— Brano di partenza —
Corriere del Veneto (Padova e Rovigo)
Imprese, l’«assedio» alla prefettura
Franceschelli: richieste di deroga, sommersi di carte. Il sindacato: no a furbizie
«Siamo letteralmente sommersi di carte». Non sarà pronto prima di lunedì sera l’elenco delle aziende padovane che, tra le oltre duemila che hanno fatto richiesta di deroga, dovranno sospendere la loro attività almeno fino a venerdì 3 aprile. Il faldone è nelle mani del prefetto Renato Franceschelli. Ieri ha affrontato la questione con i segretari di Cgil, Cisl e Uil. Duro il sindacato: «Vigileremo su chi vuol tenere aperto, non è il momento delle furbizie».
«Siamo letteralmente sommersi di carte». Non sarà pronto prima di lunedì sera l’elenco delle aziende padovane che, tra le oltre duemila che hanno fatto richiesta di deroga, dovranno sospendere la loro attività almeno fino a venerdì 3 aprile. Per quelle che invece potranno continuare la produzione, varrà la regola del «silenzio-assenso». Il faldone, che peraltro si ingrossa di ora in ora, è nelle mani del prefetto Renato Franceschelli che, insieme con i tecnici della Camera di Commercio, della Guardia di Finanza e dei Vigili del Fuoco, sta esaminando le domande una per una. «Per il momento - spiega il numero uno di piazza Antenore - siamo a malapena riusciti a mettere in ordine alfabetico le richieste che ci sono pervenute, eliminando quelle doppie o addirittura triple nonché quelle mandate da imprese che, in base all’ultima lista di codici Ateco, possono già tranquillamente restare aperte. Il nostro, insomma, non sarà un lavoro breve. E la speranza è quello di concluderlo per i primi giorni della prossima settimana». Anche se, a quel punto, potrebbe esserci il rischio di qualche ricorso: «I nostri provvedimenti di diniego saranno impugnabili di fronte al Tar. E quindi - amche mette Franceschelli - siccome l’italia è il Paese dei ricorsi, ce ne sarà sicuramente qualcuno». Ieri mattina intanto, in videoconferenza, lo stesso prefetto ha affrontato la questione con i segretari generali di Cgil, Cisl e Uil, analizzando i contenuti del decreto «anticoronavirus» varato domenica scorsa dal presidente del consiglio Giuseppe Conte: «Il criterio da rispettare - sottolineano Aldo Marturano (Cgil), Samuel Scavazzin (Cisl) e Riccardo Dal Lago (Uil) - è quello di produrre beni che rientrano nelle filiere che i provvedimenti del governo hanno considerato fondamentali. E in questo senso, quando ci verrà comunicato l’elenco delle aziende a cui non è stata negata l’autorizzazione a proseguire l’attività, segnaleremo eventualmente i casi in cui, a nostro avviso, il suddetto criterio non sussista».

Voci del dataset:

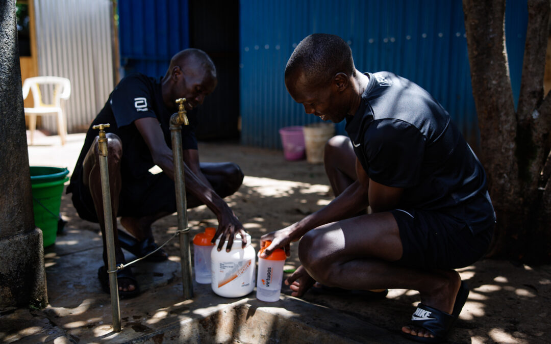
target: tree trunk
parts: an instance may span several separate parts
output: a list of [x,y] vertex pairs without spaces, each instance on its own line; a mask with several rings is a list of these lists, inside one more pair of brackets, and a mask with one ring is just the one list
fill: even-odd
[[[551,5],[549,0],[528,3],[516,113],[505,49],[505,0],[463,0],[463,7],[480,160],[498,219],[489,255],[543,263],[551,260],[551,173],[543,173],[549,151],[551,100],[543,100],[543,88]],[[547,161],[551,165],[551,158]]]

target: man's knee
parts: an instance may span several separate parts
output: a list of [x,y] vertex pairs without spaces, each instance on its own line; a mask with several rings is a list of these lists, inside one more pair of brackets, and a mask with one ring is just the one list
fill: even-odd
[[241,171],[239,165],[234,162],[229,162],[226,168],[226,171],[228,171],[228,178],[226,180],[228,187],[233,194],[241,187],[241,184],[243,183],[243,178],[245,177],[245,174],[243,173],[243,171]]
[[116,134],[107,133],[107,150],[109,159],[112,159],[117,162],[121,161],[122,157],[122,142],[121,138]]
[[350,139],[343,135],[334,136],[325,144],[323,148],[323,161],[326,165],[333,163],[342,157],[344,150],[349,149]]
[[321,231],[312,230],[302,236],[299,242],[299,258],[314,279],[327,284],[332,262],[328,259],[323,235]]

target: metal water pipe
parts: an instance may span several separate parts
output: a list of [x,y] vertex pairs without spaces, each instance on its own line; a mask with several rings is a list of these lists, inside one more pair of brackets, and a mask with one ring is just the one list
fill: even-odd
[[183,297],[193,297],[191,279],[191,252],[190,249],[190,228],[187,226],[187,204],[186,200],[186,182],[184,179],[183,156],[182,153],[182,125],[190,124],[183,107],[185,98],[176,100],[178,112],[170,117],[170,136],[172,138],[174,161],[174,184],[176,187],[176,204],[178,211],[178,231],[180,239],[180,258],[182,266],[182,285]]
[[111,291],[111,309],[113,315],[113,331],[121,331],[121,306],[118,302],[118,283],[117,282],[117,263],[115,255],[115,239],[113,231],[113,217],[111,206],[111,190],[109,187],[109,168],[107,165],[107,136],[106,128],[109,123],[98,124],[93,129],[100,129],[98,140],[99,152],[100,173],[101,177],[101,193],[103,196],[104,220],[105,224],[105,241],[107,243],[107,274],[109,275],[109,288]]

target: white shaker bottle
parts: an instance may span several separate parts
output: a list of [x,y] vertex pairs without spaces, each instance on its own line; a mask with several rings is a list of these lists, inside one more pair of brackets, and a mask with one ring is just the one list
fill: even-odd
[[279,300],[281,283],[283,281],[283,265],[287,256],[282,249],[276,249],[266,258],[260,254],[272,244],[264,242],[258,252],[258,277],[256,280],[256,298],[262,301],[273,302]]

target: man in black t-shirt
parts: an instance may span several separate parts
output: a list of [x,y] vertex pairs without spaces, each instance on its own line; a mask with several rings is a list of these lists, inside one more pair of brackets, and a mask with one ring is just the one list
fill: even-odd
[[[219,225],[213,242],[220,236],[228,238],[229,250],[236,233],[245,237],[242,225],[223,199],[241,186],[244,176],[239,167],[229,162],[199,162],[194,133],[197,119],[193,110],[203,103],[217,83],[216,69],[204,52],[182,51],[172,58],[163,77],[155,79],[136,73],[121,80],[88,129],[67,193],[72,193],[73,204],[81,218],[99,223],[105,266],[99,269],[98,276],[106,292],[109,287],[98,136],[93,125],[111,125],[106,132],[113,223],[120,216],[121,225],[131,234],[115,231],[117,264],[125,261],[121,247],[139,257],[157,248],[151,225],[176,211],[169,122],[177,111],[175,100],[179,98],[186,100],[184,105],[190,122],[190,125],[182,125],[182,130],[187,206],[205,204],[216,215]],[[155,165],[164,173],[150,173]],[[220,241],[219,250],[224,242]],[[159,250],[146,259],[159,261],[167,258],[166,253]],[[117,279],[121,297],[139,294],[129,268],[120,271]]]
[[285,281],[295,296],[316,281],[418,291],[421,303],[402,334],[444,340],[468,295],[453,269],[483,255],[495,222],[480,162],[430,94],[391,73],[362,74],[338,36],[303,40],[285,82],[307,113],[345,120],[349,138],[326,145],[335,199],[263,236],[272,242],[263,255],[300,239],[302,266]]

— Lavoro richiesto —
Nell'articolo sulle richieste di deroga delle imprese padovane, con quali tecnici il prefetto sta esaminando le domande una per una?

— Risposta all'esercizio —
Con i tecnici della Camera di Commercio, della Guardia di Finanza e dei Vigili del Fuoco.